**Problem statement**
Copy out the following passage on Ireland and the challenges of Britain's exit from the European Union in full, word for word.
::: Provided text :::
With the date for the triggering of the British exit from the European Union drawing close it is clear that Ireland is going to face two enormous challenges in the years ahead.
The first and obvious one is to devise a coherent plan to cope with the political and economic consequences of Britain’s departure. The second, and potentially even more difficult challenge, is to develop a new relationship with our EU partners in the years ahead.
For nearly five decades the Irish political and administrative system has proved itself very good at maximising the benefits of EU membership for this country but it has not been as good at educating ordinary citizens and keeping them informed about the benefits of the European project.
Irish people are generally aware of the economic benefits of EU membership but they are not nearly as attuned to the fundamental ideals underpinning the bloc which have created a zone of peace and prosperity probably without parallel in human history.
Those ideals are going to be tested right across Europe in the months and years ahead.
::: Listed entries :::
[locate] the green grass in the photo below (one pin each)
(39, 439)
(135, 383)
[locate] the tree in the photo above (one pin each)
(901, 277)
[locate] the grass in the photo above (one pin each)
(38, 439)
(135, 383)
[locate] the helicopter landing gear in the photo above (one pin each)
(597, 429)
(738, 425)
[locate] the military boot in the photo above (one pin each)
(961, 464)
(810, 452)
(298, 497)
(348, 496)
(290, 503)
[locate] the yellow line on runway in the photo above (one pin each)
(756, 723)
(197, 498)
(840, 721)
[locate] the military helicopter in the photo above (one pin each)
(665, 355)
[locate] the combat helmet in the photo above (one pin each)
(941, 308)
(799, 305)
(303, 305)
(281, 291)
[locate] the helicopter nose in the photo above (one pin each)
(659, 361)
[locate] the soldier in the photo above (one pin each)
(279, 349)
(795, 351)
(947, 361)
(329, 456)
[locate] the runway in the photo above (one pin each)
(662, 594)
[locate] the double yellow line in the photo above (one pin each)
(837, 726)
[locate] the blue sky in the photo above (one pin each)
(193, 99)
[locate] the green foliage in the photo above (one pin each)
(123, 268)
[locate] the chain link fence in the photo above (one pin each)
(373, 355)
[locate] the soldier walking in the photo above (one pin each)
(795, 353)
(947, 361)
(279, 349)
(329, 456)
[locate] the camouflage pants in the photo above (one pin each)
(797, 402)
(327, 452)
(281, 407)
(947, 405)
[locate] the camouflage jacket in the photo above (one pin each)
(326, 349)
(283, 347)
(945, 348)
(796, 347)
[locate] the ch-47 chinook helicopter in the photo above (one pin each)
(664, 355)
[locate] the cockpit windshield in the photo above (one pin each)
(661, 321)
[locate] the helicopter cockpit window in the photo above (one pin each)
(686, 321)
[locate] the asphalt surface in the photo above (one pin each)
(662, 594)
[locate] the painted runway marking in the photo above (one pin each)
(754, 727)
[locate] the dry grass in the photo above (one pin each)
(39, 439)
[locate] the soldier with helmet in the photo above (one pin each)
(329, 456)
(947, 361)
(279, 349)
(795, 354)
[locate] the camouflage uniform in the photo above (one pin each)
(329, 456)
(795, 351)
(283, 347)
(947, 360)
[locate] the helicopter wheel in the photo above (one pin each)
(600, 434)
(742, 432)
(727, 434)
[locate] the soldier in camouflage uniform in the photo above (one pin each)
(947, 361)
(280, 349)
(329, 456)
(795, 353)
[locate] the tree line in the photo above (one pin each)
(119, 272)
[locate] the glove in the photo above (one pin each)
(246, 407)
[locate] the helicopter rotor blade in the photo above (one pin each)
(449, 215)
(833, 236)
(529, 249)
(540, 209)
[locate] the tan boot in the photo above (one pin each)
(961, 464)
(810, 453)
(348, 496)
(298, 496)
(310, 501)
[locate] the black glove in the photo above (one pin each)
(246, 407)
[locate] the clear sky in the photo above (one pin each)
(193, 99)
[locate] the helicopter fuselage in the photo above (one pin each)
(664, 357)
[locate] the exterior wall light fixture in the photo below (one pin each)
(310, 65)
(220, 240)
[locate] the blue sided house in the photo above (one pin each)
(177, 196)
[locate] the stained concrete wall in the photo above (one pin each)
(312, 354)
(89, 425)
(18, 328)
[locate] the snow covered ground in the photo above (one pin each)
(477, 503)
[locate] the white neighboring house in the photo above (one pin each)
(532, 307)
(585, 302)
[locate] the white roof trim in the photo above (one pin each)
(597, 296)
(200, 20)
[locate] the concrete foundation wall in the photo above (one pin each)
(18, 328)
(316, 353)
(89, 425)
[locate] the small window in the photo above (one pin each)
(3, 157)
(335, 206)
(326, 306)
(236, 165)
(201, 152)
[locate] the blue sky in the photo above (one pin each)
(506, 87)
:::
**Result**
With the date for the triggering of the British exit from the European Union drawing close it is clear that Ireland is going to face two enormous challenges in the years ahead.
The first and obvious one is to devise a coherent plan to cope with the political and economic consequences of Britain’s departure. The second, and potentially even more difficult challenge, is to develop a new relationship with our EU partners in the years ahead.
For nearly five decades the Irish political and administrative system has proved itself very good at maximising the benefits of EU membership for this country but it has not been as good at educating ordinary citizens and keeping them informed about the benefits of the European project.
Irish people are generally aware of the economic benefits of EU membership but they are not nearly as attuned to the fundamental ideals underpinning the bloc which have created a zone of peace and prosperity probably without parallel in human history.
Those ideals are going to be tested right across Europe in the months and years ahead.